### What you will do
Count how many lines in the records below contain the word "welcome", and state only that number.

### Provided data

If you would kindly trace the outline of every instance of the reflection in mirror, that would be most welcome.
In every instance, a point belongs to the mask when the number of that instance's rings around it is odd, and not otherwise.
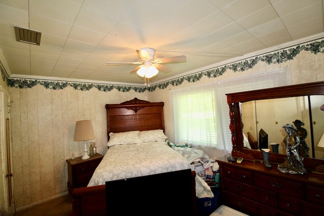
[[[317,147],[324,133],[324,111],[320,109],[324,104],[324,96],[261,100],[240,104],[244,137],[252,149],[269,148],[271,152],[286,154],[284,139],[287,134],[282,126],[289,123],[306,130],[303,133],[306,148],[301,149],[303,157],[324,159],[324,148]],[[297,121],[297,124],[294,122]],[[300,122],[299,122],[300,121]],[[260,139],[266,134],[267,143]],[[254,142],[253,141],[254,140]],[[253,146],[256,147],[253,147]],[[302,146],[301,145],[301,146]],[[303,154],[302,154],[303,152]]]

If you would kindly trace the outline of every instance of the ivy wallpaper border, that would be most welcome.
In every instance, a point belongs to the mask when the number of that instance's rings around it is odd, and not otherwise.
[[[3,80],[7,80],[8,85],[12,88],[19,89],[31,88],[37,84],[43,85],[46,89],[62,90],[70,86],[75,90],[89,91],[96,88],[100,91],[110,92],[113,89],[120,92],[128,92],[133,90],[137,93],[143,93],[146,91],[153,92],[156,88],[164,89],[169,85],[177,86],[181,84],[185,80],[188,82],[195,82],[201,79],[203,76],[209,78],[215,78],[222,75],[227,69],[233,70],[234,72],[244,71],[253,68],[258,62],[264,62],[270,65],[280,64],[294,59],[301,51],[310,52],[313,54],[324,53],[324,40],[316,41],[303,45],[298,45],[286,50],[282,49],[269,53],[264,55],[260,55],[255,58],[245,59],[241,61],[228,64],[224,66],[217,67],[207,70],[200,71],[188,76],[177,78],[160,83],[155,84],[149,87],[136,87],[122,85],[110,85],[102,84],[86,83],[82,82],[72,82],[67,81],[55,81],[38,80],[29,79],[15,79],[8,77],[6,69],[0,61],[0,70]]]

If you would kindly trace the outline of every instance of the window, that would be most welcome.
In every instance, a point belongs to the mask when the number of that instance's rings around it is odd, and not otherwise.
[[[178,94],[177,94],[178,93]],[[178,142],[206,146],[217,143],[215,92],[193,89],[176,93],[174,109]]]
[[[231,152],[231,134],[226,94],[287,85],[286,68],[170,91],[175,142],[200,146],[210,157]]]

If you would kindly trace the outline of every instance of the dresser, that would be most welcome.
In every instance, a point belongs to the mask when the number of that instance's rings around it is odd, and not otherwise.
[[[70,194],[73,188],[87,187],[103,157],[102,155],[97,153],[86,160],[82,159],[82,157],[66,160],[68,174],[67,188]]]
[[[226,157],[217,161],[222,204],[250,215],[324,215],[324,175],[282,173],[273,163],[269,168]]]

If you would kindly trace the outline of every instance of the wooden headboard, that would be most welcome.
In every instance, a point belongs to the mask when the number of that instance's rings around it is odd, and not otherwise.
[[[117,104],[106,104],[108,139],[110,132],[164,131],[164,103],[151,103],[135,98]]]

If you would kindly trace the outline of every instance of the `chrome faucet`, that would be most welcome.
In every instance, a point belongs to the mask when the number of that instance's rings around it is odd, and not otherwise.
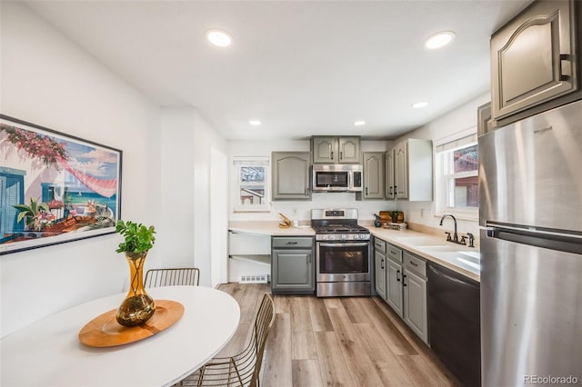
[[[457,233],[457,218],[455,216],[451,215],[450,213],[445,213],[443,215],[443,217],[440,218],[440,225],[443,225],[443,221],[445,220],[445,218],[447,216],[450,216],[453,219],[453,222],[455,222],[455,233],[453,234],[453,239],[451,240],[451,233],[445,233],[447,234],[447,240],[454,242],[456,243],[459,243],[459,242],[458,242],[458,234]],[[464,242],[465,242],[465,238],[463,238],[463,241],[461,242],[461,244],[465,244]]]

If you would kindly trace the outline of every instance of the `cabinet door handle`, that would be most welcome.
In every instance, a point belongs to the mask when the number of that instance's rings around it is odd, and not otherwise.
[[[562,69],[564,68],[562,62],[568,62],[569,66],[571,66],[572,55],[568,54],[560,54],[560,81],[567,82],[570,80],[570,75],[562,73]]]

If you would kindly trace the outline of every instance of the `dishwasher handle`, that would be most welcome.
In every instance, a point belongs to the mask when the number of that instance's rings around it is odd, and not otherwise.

### Full output
8